__DOCUMENTO DI ORIGINE__.
Web 2.0. Chi è responsabile per i commenti degli utenti?

aprile 9, 2010

Il web 2.0 si caratterizza per il particolare rapporto che si instaura tra chi gestisce un blog e un forum e chi lo frequenta. L’utente, infatti, non è più semplice e mero fruitore, bensì è anche un creatore di contenuti. Il contenuto di un blog, ad esempio, è costituito tanto dai post del blogger quanto dai commenti dei visitatori.

Dal punto di vista pratico questo è un concetto talmente banale da non necessitare di nessuna spiegazione ulteriore. Dal punto di vista legale, invece, la questione non è così scontata.

Il problema che più volte si è presentato è quello di stabilire chi è responsabile per gli eventuali commenti diffamatori inseriti nei blog o nei forum.

In prima battuta sarà chiamato a rispondere penalmente chi ha materialmente scritto i commenti offensivi: su internet, infatti, si applicano le norme del Codice penale, anche se molti internauti sembrano non rendersene conto. A questo proposito l’unico problema sarà quello di risalire all’identità dell’utente (questione su cui ritornerò in un prossimo articolo).

Ma chi gestisce il blog (o il forum) è in qualche modo responsabile dei commenti che vengono postati da altre persone?

La materia è controversa ma non è nuova nei tribunali italiani. Si tratta di stabilire, in altre parole, se è possibile estendere a queste realtà la disciplina prevista in materia di stampa, equiparando la figura del gestore del blog (o del forum) a quella del direttore responsabile di un giornale. Nel caso in cui venga pubblicato su di un giornale un articolo diffamante, il direttore ne risponde, infatti, a titolo di colpa, che consiste nel mancato esercizio sul contenuto della rivista del controllo necessario ad impedire che con il mezzo della pubblicazione vengano commessi reati.

Ma tutti i blog sono da intendersi come “giornali telematici”? Ovviamente no, anche se in materia la confusione è tanta, anche e soprattutto a livello normativo. Si pensi, ad esempio, alla famigerata legge 62 del 2001 che con la sua definizione di “prodotto editoriale” (prodotto realizzato sul supporto cartaceo, ivi compreso libro o su supporto informatico, destinato alla pubblicazione o, comunque, alla diffusione di informazioni presso il pubblico con ogni mezzo anche elettronico, o attraverso la radiodiffusione sonora o televisiva, con esclusione dei prodotti discografici o cinematografici ) ha dato adito alle interpretazioni più fantasiose.

__DATI FORNITI__.
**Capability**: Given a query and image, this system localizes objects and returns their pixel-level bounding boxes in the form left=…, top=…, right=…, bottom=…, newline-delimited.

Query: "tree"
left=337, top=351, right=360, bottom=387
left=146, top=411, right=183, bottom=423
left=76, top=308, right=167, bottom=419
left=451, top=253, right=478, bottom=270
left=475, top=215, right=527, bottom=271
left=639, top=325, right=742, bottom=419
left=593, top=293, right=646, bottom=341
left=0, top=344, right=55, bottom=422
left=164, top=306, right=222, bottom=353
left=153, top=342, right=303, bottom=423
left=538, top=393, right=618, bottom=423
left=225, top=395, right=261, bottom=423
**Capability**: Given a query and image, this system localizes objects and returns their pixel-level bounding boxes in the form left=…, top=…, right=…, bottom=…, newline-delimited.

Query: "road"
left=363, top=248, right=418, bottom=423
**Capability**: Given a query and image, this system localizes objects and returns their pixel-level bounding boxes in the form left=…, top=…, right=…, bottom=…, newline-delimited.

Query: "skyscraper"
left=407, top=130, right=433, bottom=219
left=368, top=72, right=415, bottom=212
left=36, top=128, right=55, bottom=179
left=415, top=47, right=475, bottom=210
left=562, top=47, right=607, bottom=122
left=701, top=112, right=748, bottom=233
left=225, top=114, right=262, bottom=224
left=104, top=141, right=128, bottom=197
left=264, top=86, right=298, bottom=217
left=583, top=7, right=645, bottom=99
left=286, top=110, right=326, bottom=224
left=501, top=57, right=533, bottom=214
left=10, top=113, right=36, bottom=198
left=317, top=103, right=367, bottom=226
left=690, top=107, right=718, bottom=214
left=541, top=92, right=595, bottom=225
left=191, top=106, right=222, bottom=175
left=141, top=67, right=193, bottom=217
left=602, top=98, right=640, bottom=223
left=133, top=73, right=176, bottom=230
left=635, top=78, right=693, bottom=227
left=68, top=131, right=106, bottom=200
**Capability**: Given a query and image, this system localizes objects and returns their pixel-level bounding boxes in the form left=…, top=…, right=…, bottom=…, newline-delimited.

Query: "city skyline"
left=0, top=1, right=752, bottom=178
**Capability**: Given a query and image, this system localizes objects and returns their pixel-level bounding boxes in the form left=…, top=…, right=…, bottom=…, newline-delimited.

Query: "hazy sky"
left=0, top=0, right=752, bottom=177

__ISTRUZIONI__.
1. Secondo il documento di origine, chi sarà chiamato in prima battuta a rispondere penalmente dei commenti offensivi?
2. Indica se ciascuna affermazione concorda con il documento di origine e riporta le parole decisive. (a) Tutti i blog sono da intendersi come giornali telematici. (b) Il contenuto di un blog comprende anche i commenti dei visitatori. (c) Per un articolo diffamante pubblicato su un giornale, il direttore risponde a titolo di colpa.
3. Prosegui il documento di origine sulla responsabilità per i commenti nel web 2.0, riprendendo subito dopo la sua ultima frase.

__RISULTATI__.
1. Chi ha materialmente scritto i commenti offensivi.

2.
(a) No: "Ovviamente no, anche se in materia la confusione è tanta".
(b) Sì: "Il contenuto di un blog, ad esempio, è costituito tanto dai post del blogger quanto dai commenti dei visitatori".
(c) Sì: "il direttore ne risponde, infatti, a titolo di colpa".

3.
Celebre (e contestatissima…) è la sentenza del Tribunale di Aosta del 26 maggio 2006 che ha sancito che la posizione del gestore di un “blog” è identica a quella di un direttore responsabile di una testata giornalistica stampata, con la conseguenza che egli risponde anche degli interventi diffamanti pubblicati sul sito internet, posto che ha il totale controllo di quanto viene inserito e, allo stesso modo di un direttore responsabile, ha il dovere di eliminare quelli offensivi.

Di altro senso, invece, è la sentenza n. 10535 del 11 dicembre 2008 della Cassazione, e relativa a degli interventi offensivi della religione cattolica postati in un forum. “Gli interventi dei partecipanti al forum in questione” sostiene la Suprema Corte “non possono essere fatti rientrare nell’ambito della nozione di stampa, neppure nel significato più esteso ricavabile dalla L. 7 marzo 2001, n. 62, art. 1, che ha esteso l’applicabilità delle disposizioni di cui alla L. 8 febbraio 1948, n. 47, art. 2 (legge sulla stampa) al “prodotto editoriale”, stabilendo che per tale, ai fini della legge stessa, deve intendersi anche il “prodotto realizzato… su supporto informatico, destinato alla pubblicazione o, comunque, alla diffusione di informazioni presso il pubblico con ogni mezzo, anche elettronico”. Il semplice fatto che i messaggi e gli interventi siano visionabili da chiunque, o almeno da coloro che si siano registrati nel forum, non fa sì che il forum stesso, che è assimilabile ad un gruppo di discussione, possa essere qualificato come un prodotto editoriale, o come un giornale online, o come una testata giornalistica informatica.

Non può farsi derivare che i nuovi mezzi di comunicazione del proprio pensiero (newsletter, blog, forum, newsgroup, mailing list, chat, messaggi istantanei, e così via) possano, tutti in blocco, solo perchè tali, essere inclusi nel concetto di stampa ai sensi dell’art. 21 Cost., comma 3, prescindendo dalle caratteristiche specifiche di ciascuno di essi.”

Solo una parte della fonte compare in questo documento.